Aim: Could you write out the part below that opens with the line containing "the bus roof" and closes with the line containing "[381,194,413,247]", both included, keeping every line's wording unchanged and shifting each bounding-box coordinate up by 118?
[start of Information provided]
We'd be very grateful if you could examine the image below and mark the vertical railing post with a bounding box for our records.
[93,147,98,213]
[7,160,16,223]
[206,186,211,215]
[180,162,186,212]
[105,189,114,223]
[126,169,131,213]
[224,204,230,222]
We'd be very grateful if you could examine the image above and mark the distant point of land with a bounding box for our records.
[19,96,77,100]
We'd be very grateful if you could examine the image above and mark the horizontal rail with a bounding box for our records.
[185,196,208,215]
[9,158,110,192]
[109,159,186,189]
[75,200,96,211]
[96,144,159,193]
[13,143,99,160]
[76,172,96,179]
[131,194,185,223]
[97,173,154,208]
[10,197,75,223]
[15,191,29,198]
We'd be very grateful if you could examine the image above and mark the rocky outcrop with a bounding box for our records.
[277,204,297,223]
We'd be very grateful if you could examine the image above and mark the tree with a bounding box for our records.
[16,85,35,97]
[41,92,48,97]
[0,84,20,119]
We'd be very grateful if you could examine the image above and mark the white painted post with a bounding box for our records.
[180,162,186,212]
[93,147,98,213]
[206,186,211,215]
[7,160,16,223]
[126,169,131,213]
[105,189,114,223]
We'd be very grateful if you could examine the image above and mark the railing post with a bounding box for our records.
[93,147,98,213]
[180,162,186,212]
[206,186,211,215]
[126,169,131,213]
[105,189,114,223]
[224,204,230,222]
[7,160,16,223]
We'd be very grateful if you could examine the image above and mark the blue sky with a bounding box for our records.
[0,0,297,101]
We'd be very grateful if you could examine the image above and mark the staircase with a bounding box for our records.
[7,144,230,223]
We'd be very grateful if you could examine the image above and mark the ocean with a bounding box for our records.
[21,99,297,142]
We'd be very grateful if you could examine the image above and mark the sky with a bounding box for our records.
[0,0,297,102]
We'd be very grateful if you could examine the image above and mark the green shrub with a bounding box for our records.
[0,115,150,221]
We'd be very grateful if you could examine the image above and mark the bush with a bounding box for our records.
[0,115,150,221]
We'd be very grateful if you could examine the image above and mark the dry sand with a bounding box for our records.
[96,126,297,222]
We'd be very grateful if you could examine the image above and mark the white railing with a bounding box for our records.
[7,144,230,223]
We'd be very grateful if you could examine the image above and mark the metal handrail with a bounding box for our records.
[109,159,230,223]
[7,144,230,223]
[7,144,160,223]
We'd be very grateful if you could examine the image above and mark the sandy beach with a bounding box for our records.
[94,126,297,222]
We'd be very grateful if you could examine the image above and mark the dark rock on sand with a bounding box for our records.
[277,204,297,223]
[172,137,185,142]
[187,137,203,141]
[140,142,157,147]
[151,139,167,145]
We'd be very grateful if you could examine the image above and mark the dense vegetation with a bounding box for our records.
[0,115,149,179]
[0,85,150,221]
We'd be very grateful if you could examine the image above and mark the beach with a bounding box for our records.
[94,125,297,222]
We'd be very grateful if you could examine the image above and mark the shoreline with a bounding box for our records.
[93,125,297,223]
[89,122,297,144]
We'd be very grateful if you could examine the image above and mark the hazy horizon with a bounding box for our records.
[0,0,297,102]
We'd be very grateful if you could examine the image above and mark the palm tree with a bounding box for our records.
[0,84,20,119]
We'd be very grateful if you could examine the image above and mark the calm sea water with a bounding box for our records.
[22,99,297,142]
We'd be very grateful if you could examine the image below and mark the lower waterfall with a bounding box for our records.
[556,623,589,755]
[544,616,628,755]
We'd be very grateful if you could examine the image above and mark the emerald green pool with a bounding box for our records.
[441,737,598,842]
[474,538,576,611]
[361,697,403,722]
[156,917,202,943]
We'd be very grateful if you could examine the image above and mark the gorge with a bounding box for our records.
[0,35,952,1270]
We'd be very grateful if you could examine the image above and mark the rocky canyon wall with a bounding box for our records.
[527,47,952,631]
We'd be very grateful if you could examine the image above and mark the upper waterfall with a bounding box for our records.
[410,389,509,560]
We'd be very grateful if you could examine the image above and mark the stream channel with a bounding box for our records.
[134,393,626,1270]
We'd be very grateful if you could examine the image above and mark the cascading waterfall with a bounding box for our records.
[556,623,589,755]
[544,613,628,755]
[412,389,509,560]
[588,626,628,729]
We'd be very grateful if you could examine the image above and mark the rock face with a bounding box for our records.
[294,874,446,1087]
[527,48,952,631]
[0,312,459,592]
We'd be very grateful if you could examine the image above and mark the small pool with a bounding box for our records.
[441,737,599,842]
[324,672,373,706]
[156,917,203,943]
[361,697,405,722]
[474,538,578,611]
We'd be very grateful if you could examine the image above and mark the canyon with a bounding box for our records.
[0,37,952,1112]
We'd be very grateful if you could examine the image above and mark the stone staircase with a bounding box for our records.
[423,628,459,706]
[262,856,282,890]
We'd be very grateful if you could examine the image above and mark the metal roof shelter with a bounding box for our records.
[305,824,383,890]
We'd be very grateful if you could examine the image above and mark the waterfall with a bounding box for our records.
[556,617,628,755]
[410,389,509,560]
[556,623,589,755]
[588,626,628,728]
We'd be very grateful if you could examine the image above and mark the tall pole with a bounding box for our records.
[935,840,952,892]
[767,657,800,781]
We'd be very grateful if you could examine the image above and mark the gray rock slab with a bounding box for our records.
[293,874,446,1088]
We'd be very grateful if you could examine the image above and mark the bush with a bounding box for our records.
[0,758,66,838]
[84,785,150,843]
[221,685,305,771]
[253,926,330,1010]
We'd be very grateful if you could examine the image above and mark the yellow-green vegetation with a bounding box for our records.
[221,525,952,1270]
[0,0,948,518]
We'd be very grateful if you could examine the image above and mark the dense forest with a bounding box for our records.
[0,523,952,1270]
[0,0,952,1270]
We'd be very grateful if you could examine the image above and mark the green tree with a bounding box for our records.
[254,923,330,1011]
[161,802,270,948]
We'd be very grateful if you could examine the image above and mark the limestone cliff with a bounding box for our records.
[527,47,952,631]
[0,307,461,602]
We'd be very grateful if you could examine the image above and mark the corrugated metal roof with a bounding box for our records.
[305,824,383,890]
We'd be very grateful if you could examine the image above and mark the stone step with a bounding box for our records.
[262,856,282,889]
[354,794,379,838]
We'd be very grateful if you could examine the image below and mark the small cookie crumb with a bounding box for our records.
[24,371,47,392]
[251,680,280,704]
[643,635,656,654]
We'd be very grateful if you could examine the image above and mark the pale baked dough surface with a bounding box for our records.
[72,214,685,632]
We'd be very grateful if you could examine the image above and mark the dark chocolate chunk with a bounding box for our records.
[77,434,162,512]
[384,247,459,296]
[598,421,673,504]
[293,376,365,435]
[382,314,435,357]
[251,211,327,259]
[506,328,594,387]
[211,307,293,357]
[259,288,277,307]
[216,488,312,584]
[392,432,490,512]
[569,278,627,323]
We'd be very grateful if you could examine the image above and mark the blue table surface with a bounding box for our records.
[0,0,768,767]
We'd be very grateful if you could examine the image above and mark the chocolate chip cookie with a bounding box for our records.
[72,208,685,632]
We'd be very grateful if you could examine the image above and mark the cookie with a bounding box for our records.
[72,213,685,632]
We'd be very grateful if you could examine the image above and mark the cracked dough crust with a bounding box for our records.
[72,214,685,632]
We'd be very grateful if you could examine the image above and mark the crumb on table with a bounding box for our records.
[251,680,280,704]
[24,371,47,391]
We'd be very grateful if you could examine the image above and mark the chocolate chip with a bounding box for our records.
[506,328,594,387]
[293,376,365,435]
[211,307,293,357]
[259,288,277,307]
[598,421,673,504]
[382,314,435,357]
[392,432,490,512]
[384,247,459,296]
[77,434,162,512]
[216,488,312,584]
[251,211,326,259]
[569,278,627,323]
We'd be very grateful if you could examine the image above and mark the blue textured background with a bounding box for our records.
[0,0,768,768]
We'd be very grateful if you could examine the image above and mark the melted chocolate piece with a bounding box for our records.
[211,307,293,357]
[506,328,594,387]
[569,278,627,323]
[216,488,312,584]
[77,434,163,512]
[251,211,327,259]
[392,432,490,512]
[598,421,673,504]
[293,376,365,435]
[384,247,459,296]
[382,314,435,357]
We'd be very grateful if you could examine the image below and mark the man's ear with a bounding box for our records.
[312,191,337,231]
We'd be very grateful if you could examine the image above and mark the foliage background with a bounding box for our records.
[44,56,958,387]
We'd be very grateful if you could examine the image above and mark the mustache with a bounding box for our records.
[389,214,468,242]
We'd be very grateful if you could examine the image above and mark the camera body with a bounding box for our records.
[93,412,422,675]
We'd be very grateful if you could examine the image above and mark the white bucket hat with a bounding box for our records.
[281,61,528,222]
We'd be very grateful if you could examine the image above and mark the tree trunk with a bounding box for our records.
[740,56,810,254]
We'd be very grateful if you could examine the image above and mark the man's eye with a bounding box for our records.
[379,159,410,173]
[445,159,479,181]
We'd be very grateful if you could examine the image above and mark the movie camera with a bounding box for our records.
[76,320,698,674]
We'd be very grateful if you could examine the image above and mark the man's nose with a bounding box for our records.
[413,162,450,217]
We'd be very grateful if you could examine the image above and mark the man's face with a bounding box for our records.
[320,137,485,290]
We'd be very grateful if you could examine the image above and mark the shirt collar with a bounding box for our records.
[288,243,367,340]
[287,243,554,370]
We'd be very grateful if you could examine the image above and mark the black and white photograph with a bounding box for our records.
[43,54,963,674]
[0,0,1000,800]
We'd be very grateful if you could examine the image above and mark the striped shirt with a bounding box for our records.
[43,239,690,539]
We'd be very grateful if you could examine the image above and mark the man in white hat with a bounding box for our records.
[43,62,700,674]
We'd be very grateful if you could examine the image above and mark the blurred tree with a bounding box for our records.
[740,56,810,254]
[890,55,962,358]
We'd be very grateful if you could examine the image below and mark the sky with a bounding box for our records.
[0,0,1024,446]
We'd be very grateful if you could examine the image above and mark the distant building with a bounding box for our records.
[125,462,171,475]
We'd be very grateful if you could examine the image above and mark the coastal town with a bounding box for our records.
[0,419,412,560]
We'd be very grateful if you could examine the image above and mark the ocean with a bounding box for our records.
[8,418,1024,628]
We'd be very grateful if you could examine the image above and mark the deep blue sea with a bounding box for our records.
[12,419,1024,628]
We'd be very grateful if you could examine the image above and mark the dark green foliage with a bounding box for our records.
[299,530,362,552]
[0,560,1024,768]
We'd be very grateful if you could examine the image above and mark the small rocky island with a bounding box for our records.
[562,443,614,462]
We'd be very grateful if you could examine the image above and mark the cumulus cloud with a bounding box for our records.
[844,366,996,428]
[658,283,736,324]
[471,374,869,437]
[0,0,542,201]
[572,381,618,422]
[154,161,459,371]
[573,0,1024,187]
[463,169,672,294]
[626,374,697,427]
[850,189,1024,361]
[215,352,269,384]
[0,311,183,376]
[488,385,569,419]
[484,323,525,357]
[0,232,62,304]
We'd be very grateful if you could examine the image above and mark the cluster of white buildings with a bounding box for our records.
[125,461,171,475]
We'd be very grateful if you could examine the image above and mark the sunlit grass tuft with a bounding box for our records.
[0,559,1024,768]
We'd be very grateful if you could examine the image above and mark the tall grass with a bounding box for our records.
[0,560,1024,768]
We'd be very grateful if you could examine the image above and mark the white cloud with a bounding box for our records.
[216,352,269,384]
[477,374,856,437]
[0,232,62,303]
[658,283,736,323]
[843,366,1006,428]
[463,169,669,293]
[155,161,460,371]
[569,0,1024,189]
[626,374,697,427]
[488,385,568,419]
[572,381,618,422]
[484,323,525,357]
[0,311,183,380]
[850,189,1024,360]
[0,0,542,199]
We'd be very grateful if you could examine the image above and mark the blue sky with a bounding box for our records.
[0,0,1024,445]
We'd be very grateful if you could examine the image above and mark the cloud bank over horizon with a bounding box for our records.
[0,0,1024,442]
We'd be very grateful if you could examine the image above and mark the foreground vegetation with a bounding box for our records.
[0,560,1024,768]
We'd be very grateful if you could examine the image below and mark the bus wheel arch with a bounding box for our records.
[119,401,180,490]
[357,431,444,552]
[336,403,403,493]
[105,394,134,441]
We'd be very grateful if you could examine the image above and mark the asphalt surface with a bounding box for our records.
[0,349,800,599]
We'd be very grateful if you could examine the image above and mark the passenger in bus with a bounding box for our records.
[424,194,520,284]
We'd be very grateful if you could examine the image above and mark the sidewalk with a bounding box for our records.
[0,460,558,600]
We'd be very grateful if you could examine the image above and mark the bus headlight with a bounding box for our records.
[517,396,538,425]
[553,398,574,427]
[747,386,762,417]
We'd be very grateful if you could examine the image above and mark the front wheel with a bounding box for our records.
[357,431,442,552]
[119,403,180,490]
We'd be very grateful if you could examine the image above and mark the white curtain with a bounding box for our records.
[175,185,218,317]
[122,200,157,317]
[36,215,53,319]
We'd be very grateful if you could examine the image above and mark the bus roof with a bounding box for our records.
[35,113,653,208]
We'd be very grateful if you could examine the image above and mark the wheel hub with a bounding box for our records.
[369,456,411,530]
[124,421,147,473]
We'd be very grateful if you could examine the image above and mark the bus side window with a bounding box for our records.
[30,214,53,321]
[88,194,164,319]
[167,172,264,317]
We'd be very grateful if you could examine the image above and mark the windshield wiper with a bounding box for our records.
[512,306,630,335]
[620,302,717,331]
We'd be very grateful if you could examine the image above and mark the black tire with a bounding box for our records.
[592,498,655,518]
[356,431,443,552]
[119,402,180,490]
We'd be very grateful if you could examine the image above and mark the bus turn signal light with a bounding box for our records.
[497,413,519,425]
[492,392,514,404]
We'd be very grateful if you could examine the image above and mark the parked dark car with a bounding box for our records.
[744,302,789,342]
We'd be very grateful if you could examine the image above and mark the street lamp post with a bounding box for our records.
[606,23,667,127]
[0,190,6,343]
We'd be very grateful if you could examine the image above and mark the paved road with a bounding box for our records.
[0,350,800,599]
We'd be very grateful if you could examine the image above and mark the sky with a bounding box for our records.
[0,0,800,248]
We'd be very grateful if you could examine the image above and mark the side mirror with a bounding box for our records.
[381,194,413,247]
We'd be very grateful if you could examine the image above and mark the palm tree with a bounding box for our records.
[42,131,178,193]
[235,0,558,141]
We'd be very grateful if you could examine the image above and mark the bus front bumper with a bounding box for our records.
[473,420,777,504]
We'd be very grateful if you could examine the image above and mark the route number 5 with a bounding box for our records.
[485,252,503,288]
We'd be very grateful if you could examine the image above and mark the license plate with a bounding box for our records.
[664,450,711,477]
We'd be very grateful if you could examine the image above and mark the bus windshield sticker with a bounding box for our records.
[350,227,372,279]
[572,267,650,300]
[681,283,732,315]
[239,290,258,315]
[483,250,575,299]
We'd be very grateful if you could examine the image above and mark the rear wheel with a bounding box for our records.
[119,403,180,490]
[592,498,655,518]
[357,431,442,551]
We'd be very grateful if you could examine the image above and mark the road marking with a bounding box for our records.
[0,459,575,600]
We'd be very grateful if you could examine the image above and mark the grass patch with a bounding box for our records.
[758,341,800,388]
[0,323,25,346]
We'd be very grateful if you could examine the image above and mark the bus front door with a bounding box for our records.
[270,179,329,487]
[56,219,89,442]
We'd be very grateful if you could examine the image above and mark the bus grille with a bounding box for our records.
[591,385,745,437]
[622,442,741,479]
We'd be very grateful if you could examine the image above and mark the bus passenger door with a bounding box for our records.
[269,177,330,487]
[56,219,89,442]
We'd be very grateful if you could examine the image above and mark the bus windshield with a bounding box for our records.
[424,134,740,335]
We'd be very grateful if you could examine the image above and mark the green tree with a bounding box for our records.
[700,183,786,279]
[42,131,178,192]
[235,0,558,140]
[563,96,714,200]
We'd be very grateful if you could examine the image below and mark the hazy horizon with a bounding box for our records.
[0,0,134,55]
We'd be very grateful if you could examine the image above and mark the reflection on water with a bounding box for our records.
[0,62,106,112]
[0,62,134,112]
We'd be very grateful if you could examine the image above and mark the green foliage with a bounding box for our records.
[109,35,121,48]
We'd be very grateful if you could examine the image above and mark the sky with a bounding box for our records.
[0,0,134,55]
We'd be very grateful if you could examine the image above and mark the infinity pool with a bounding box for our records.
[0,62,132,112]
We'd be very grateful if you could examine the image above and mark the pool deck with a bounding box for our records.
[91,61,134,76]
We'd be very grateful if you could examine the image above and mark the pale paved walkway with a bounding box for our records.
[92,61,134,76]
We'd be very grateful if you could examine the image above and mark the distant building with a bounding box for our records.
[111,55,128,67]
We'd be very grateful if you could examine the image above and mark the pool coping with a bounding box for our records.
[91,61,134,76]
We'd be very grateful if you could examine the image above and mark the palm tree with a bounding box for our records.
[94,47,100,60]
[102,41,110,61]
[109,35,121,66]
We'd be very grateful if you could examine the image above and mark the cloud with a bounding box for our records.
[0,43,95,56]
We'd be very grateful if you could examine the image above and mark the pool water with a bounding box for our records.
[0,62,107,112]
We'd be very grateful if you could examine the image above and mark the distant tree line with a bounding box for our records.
[end of Information provided]
Answer:
We'd be very grateful if you could examine the image above and mark the bus roof with a bounding box for our records.
[153,231,771,326]
We'd be very grateful if you could examine the image above and mark the wheel hub with a bounding box for our records.
[487,574,529,648]
[242,539,265,591]
We'd be very grateful if you could examine the image above and mark the bus side window with a bounding box for our records.
[148,332,171,439]
[206,312,282,437]
[285,290,382,435]
We'd be very grateful if you could examine the image above and mark the windshield wiper with a bounding box for our records.
[630,424,748,453]
[738,420,835,449]
We'd be very grateful if you could examine the image above and mark the black tire with a bounding box for our records.
[710,616,773,636]
[474,549,561,670]
[237,520,298,608]
We'd be very grateful if you could examine the image above and mark the bus turn signal light with a bounding box for our records.
[615,531,637,543]
[610,510,632,522]
We'd be very grateful if you could examine the image above and mark the parked dark car with a bounding box for our records.
[862,420,907,460]
We'd be very grateful if you could examine the image above and mark the street lamp post with a bounding box for our records.
[724,141,785,245]
[118,308,124,461]
We'd be very grateful if you could examine the image above and mark the paved road with a bounding box for our records.
[118,468,918,717]
We'd be very grateful if you could examine the image above and mark the sky with a bounding box for our records.
[118,118,918,366]
We'd be very grateful if you could examine the image above and mark the side mirror with a bounding box for our records.
[499,312,531,365]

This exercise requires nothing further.